◆ DATA RECORDS
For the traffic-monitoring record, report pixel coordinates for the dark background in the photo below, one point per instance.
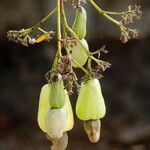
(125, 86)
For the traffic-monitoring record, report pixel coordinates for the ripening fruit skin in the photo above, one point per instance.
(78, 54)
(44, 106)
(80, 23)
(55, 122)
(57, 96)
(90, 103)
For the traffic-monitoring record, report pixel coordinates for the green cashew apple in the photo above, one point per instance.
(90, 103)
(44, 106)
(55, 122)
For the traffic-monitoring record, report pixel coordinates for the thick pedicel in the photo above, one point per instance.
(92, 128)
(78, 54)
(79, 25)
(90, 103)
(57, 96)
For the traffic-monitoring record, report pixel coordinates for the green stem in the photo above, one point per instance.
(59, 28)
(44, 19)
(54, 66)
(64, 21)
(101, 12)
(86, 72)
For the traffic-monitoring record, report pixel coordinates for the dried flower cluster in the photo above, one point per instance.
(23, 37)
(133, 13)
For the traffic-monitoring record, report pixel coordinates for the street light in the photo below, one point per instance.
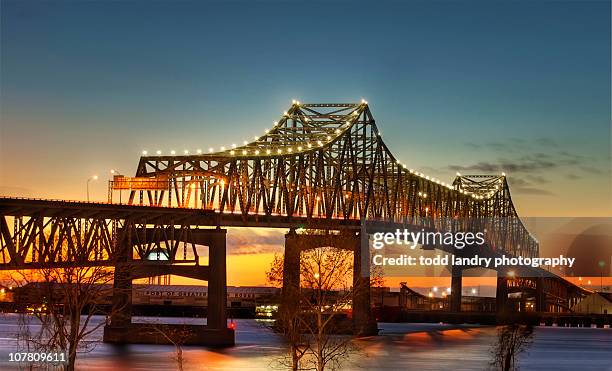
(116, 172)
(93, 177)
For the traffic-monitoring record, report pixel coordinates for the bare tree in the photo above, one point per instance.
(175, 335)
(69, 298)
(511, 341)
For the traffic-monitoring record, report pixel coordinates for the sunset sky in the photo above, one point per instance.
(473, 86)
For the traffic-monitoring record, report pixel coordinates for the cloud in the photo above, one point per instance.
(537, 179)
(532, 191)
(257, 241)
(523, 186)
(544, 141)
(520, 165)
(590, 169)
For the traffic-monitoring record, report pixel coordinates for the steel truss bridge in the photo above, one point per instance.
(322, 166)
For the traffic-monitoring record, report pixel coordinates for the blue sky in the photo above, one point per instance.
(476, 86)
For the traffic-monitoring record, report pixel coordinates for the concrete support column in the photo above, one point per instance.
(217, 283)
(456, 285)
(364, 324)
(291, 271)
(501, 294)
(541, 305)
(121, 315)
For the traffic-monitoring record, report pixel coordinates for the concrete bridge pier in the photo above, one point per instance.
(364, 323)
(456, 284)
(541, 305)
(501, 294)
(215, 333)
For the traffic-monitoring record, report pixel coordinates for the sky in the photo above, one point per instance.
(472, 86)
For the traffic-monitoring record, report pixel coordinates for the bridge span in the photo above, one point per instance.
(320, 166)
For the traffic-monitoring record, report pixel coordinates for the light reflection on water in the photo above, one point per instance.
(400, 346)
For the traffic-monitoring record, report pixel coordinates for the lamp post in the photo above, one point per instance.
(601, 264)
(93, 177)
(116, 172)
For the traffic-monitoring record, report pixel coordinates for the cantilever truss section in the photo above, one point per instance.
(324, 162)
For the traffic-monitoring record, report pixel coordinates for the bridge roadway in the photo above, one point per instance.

...

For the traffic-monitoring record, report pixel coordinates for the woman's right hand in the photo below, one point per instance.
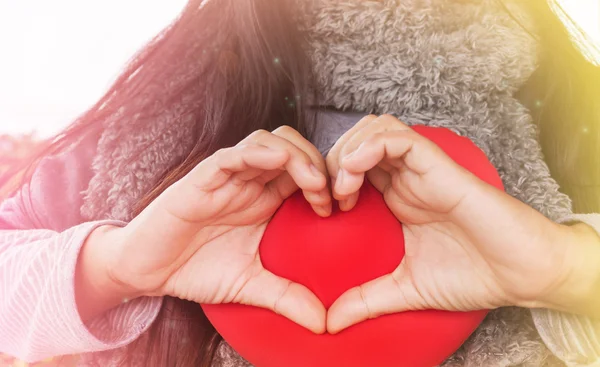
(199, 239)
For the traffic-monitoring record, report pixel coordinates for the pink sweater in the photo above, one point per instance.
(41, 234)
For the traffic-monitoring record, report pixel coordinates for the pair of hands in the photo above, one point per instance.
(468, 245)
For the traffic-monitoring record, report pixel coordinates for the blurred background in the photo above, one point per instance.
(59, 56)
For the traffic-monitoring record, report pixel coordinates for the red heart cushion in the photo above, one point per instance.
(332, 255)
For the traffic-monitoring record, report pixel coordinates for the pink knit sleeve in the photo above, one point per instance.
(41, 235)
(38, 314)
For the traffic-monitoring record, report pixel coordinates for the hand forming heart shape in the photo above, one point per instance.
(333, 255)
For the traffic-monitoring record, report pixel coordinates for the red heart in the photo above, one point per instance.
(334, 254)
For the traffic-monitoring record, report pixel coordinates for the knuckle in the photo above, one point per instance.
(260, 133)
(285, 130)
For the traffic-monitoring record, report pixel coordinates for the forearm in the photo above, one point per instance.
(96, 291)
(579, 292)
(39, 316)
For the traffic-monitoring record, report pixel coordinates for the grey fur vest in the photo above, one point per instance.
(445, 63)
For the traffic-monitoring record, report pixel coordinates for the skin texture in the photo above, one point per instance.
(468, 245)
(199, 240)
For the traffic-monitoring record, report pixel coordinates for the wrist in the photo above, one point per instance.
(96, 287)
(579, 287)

--

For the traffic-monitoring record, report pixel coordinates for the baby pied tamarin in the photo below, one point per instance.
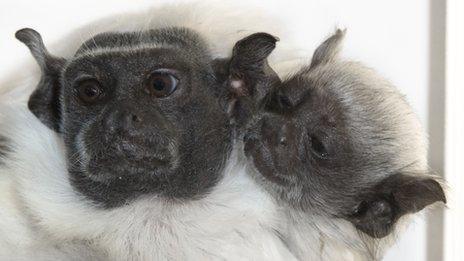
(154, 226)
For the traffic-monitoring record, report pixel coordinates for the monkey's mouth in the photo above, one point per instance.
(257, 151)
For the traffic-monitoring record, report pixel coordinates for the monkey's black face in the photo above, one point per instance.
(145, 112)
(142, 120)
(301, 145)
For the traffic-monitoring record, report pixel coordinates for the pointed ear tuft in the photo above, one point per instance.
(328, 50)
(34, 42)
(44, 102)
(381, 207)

◆ EXERCISE DESCRIPTION
In the listing above, find the line with "for the blue" and the line with "the bridge roadway", then print exactly those two lines and every line between them, and nothing more.

◆ OUTPUT FOR THIS EXERCISE
For the traffic-monitoring record, report pixel coordinates for the blue sky in the photo above, one point per instance.
(476, 86)
For the traffic-monitoring record, report pixel coordinates for the concrete support column in the photo above, one point per instance.
(217, 283)
(456, 285)
(364, 324)
(291, 271)
(501, 294)
(541, 305)
(121, 315)
For the traffic-monitoring record, report pixel coordinates for the concrete bridge pier in the photo above, one point per instance.
(364, 323)
(456, 284)
(541, 305)
(501, 294)
(215, 333)
For the traffic-monitoring record, report pixel coordinates for the sky in the photo above, one point per instance.
(472, 86)
For the traffic-monitoring record, report pixel coordinates for the bridge span in the photo above, one point per instance.
(320, 166)
For the traffic-monitoring record, report pixel coordinates for the light reflection on water in the photo above, one point per instance.
(400, 346)
For the traffic-monitoring record, report pixel coordinates for the lamp post in the photo above, one point per instance.
(601, 264)
(93, 177)
(116, 172)
For the traffic-monitoring record, report pixel coordinates for the cantilever truss section in the photo above, one point per instance.
(324, 162)
For the traffic-monitoring record, report pixel coordinates for the bridge roadway in the photo above, one point per instance.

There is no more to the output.